**Prompt:**
Pull every line from the material below and reproduce each one verbatim, keeping the order unchanged.

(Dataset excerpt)

══════════════════════════════

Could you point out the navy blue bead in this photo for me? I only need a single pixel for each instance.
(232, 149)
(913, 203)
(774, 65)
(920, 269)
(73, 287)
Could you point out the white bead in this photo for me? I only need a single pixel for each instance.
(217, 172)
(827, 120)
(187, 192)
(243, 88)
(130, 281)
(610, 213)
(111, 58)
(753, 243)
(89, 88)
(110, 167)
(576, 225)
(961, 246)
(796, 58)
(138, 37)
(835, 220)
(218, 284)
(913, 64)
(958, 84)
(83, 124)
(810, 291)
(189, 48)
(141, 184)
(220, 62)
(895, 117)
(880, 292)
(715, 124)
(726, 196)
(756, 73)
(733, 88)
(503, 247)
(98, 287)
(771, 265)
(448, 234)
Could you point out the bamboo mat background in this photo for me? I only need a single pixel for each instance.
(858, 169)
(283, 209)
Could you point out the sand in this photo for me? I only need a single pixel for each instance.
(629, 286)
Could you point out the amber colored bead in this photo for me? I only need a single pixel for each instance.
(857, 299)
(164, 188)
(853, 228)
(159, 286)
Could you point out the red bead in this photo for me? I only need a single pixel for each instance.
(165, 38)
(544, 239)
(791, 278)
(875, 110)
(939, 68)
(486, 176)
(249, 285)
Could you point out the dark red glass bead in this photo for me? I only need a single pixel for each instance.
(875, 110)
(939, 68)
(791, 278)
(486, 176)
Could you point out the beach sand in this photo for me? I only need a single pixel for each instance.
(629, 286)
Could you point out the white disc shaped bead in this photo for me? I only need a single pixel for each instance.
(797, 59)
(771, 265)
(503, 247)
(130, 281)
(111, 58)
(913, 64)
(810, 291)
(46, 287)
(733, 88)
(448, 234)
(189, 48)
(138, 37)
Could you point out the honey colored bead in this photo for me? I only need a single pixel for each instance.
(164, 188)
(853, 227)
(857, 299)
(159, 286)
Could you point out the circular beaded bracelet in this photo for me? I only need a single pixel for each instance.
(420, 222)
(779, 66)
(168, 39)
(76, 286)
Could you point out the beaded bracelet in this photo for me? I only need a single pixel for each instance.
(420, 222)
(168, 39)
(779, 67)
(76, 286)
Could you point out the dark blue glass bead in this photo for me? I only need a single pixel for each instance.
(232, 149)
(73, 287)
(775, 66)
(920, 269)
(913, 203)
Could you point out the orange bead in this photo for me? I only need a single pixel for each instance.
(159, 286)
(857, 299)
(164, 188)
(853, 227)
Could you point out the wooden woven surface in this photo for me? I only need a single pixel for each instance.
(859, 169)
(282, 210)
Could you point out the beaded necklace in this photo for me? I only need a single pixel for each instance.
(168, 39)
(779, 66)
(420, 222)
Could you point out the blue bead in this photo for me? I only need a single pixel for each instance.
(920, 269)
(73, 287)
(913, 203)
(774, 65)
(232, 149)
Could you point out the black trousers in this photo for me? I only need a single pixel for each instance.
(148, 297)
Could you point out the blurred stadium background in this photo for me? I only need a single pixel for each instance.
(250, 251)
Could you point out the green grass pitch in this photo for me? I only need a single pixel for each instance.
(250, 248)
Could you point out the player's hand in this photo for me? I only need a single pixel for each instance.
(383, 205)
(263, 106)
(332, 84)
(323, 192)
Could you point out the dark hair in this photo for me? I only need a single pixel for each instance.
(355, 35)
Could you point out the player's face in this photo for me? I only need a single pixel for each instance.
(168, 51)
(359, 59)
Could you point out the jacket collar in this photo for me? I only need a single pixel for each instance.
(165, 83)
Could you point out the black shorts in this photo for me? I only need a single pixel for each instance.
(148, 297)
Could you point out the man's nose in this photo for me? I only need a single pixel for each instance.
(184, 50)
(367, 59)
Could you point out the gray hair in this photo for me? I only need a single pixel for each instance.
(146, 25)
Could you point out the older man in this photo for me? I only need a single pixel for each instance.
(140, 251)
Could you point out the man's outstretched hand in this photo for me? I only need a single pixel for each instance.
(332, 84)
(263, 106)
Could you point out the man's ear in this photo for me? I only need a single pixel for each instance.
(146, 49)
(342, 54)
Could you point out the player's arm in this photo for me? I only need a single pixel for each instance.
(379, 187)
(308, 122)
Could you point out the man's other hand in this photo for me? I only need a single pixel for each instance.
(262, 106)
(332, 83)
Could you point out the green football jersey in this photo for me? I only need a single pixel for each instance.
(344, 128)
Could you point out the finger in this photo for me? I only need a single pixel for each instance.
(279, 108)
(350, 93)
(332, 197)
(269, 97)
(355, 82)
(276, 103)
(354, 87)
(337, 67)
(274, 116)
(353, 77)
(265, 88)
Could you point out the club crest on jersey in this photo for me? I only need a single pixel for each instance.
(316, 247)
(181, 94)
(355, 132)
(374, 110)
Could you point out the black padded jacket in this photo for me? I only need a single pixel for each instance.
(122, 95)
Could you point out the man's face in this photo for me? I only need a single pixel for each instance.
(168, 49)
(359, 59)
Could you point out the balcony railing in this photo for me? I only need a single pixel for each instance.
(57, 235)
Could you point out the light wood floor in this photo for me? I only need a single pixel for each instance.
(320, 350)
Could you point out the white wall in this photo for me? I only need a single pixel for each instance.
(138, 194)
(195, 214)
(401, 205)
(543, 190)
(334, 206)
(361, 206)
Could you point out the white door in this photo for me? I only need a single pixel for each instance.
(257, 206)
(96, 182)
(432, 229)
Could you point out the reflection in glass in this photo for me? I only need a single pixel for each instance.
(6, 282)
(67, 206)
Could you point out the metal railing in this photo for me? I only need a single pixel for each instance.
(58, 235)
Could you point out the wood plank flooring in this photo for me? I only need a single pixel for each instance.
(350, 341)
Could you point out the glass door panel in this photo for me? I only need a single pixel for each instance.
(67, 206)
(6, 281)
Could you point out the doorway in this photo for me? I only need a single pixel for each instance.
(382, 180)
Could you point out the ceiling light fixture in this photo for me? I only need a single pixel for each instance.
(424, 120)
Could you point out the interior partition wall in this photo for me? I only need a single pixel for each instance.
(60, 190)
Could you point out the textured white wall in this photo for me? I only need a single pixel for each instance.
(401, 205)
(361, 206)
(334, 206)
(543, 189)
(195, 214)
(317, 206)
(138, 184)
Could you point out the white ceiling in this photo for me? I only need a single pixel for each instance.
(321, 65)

══════════════════════════════

**Reply:**
Could you point out the navy blue bead in this photo for me? I only need a single pixel for each instance.
(232, 149)
(913, 203)
(774, 65)
(920, 269)
(73, 287)
Could you point out the white bead in this photo for me? I only need a single pixel for each instance.
(217, 172)
(827, 120)
(187, 192)
(243, 88)
(130, 281)
(610, 213)
(111, 58)
(753, 243)
(89, 88)
(110, 167)
(576, 225)
(961, 246)
(796, 58)
(138, 37)
(835, 220)
(218, 284)
(913, 64)
(958, 84)
(83, 124)
(810, 291)
(189, 48)
(141, 184)
(220, 62)
(895, 117)
(880, 292)
(715, 124)
(726, 196)
(756, 73)
(733, 88)
(503, 247)
(98, 287)
(771, 265)
(448, 234)
Could you point out the bamboo mat background in this photo for me? I only need a single pixel for each instance.
(858, 169)
(283, 209)
Could you point out the sand in this photo for me? I only need a single pixel for each instance.
(629, 286)
Could you point out the amber colored bead in this photo for me? I only need a single pixel for each instance.
(857, 299)
(164, 188)
(853, 228)
(159, 286)
Could you point out the red bead in this photo for me? I only need a single pixel for each instance.
(165, 38)
(544, 239)
(791, 278)
(875, 110)
(939, 68)
(486, 176)
(249, 285)
Could you point out the dark red glass bead in this photo for me? I only need a single pixel for each instance.
(875, 110)
(939, 68)
(791, 278)
(486, 176)
Could you point out the beach sand in this photo for me? I only need a single pixel for each instance.
(629, 286)
Could you point out the white disc shaped bead in this photo for me? I only need a single pixel for each instance.
(797, 59)
(771, 265)
(503, 247)
(130, 281)
(111, 58)
(913, 64)
(810, 291)
(46, 287)
(733, 88)
(448, 234)
(189, 48)
(138, 37)
Could you point out the honey colored bead in this photo for me? I only need a single pixel for each instance.
(164, 188)
(853, 227)
(857, 299)
(159, 286)
Could you point out the circular beaded bracelet in this photo for me? I only need a single pixel for each instance.
(420, 222)
(779, 66)
(168, 39)
(76, 286)
Could you point out the beaded bracelet in this photo for me? I only need a single pixel for each instance.
(420, 222)
(168, 39)
(779, 67)
(76, 286)
Could you point out the dark blue glass bead in this photo for me? I only need a single pixel for each instance.
(232, 149)
(73, 287)
(775, 66)
(920, 269)
(913, 203)
Could you point out the orange bead in this photo for me? I only need a single pixel for each instance.
(159, 286)
(857, 299)
(164, 188)
(853, 227)
Could you point out the wooden woven surface in this photo for me? I only need a single pixel for each instance.
(859, 169)
(282, 210)
Could you point out the beaded necklace in this photo for me? I only need a single pixel for each instance.
(168, 39)
(779, 66)
(420, 222)
Could you point out the blue bead in this photo for me? I only need a single pixel for each instance.
(920, 269)
(73, 287)
(913, 203)
(774, 65)
(232, 149)
Could you point out the black trousers in this photo for me? I only need a single pixel for each instance.
(148, 297)
Could you point out the blurred stadium background in this photo for me? I only need a single pixel for each instance.
(250, 251)
Could you point out the green grass pitch in this photo for me? I only need a single pixel for each instance.
(250, 248)
Could you point out the player's hand in this photo for me? I only need a single pixel for each instance.
(383, 205)
(263, 106)
(332, 84)
(323, 192)
Could you point out the dark hair in this photo for me? I only need a single pixel for each instance.
(355, 35)
Could you point out the player's face in this photo for me? I only need a single pixel for each instance.
(168, 51)
(359, 59)
Could you point out the jacket collar in this photo for me? I only need a single pixel for each instance.
(165, 83)
Could you point out the black shorts in this photo for me? I only need a single pixel for each instance.
(148, 297)
Could you point out the man's nose in this photo for me? I only need a single pixel for each instance.
(184, 50)
(367, 59)
Could you point out the gray hair in this photo for me? I only need a single pixel for each instance.
(146, 25)
Could you point out the older man in this photo for me? I only need a single pixel for each instance.
(140, 251)
Could you point out the man's outstretched hand in this photo for me? I only need a single pixel for each instance.
(332, 84)
(263, 106)
Could you point out the man's ear in this photo for me? I only need a single pixel for each instance.
(146, 49)
(342, 54)
Could you point out the player's arm in this photo for me? I only need a single pixel for each instance.
(379, 187)
(308, 122)
Could you point out the man's other hand in this photo for me? I only need a single pixel for each instance.
(262, 106)
(332, 83)
Could you point out the green football jersey in this photo for me? I only need a single pixel for each instance.
(344, 128)
Could you point out the finger in this photo for me? I only need a single pixel for each instance.
(279, 108)
(350, 93)
(332, 197)
(269, 97)
(355, 82)
(276, 103)
(354, 87)
(337, 67)
(274, 116)
(353, 77)
(265, 88)
Could you point out the club crest on jersey in this photo for me? I only need a single pixel for each instance.
(316, 247)
(181, 94)
(355, 132)
(374, 110)
Could you point out the black padded jacket in this photo for me? I only need a single pixel for each instance.
(122, 95)
Could you point out the man's face in this photo for me? I only need a single pixel for each instance.
(168, 49)
(359, 59)
Could you point out the balcony railing in this photo for me? I only need a single pixel for each instance.
(57, 235)
Could you point out the light wood floor in this photo for me? I only need a single pixel for each instance.
(320, 350)
Could you point out the white wall in this photo for me? I only need a single pixel for each instance.
(138, 194)
(195, 214)
(401, 205)
(543, 190)
(334, 206)
(361, 206)
Could you point out the white door in this photo for me? I only need a single pixel for each instance.
(257, 206)
(96, 182)
(432, 229)
Could you point out the reflection in glass in this photo for me? I only need a single pixel for each instance.
(6, 282)
(67, 206)
Could you point out the metal railing in this photo for me? I only need a single pixel for each instance.
(58, 235)
Could you point out the wood plank flooring in this photo for me? I only need a single pixel for each instance.
(350, 341)
Could you point out the glass door panel in this photo for me? I only need a single pixel for each instance.
(67, 206)
(6, 281)
Could you point out the doorway in this photo for me? I only need a single pixel for each instance.
(382, 180)
Could you point out the ceiling light fixture in this photo for me? I only need a single pixel for each instance.
(424, 120)
Could you point out the interior partition wall in this photo for me? I only need a single pixel for each instance.
(60, 190)
Could you point out the textured white wall in this photo for me? I only need a single pixel for each instance.
(401, 205)
(361, 206)
(334, 206)
(543, 189)
(195, 214)
(317, 206)
(138, 184)
Could you point out the white ceiling in this photo for me? I only need a single pixel for each instance.
(321, 65)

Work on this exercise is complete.